--- begin Dataset extract ---
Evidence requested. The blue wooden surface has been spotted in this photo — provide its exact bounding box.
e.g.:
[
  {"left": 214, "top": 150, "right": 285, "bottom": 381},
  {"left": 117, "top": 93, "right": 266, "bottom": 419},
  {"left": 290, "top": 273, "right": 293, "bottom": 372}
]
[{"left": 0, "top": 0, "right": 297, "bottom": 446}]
--- end Dataset extract ---
--- begin Dataset extract ---
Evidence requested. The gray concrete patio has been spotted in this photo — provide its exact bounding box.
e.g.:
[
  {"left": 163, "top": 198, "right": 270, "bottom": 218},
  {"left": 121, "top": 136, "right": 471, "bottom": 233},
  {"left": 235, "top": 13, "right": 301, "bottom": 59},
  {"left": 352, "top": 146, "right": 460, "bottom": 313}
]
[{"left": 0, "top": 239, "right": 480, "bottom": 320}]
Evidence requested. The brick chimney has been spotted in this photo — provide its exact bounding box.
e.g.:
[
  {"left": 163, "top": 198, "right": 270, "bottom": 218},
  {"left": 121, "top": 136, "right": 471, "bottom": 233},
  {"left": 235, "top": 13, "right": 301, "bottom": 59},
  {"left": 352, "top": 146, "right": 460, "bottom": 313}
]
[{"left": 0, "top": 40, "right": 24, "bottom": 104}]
--- end Dataset extract ---
**Written exercise**. Collect every line from the items above that contains the word "spotted", and copy each one unchanged.

**Answer below**.
Evidence requested. The blue wooden surface has been spotted in this photo — provide its exact bounding box.
Evidence requested. The gray concrete patio has been spotted in this photo — provide its exact bounding box.
Evidence requested. The brick chimney has been spotted in this photo — provide its exact bounding box.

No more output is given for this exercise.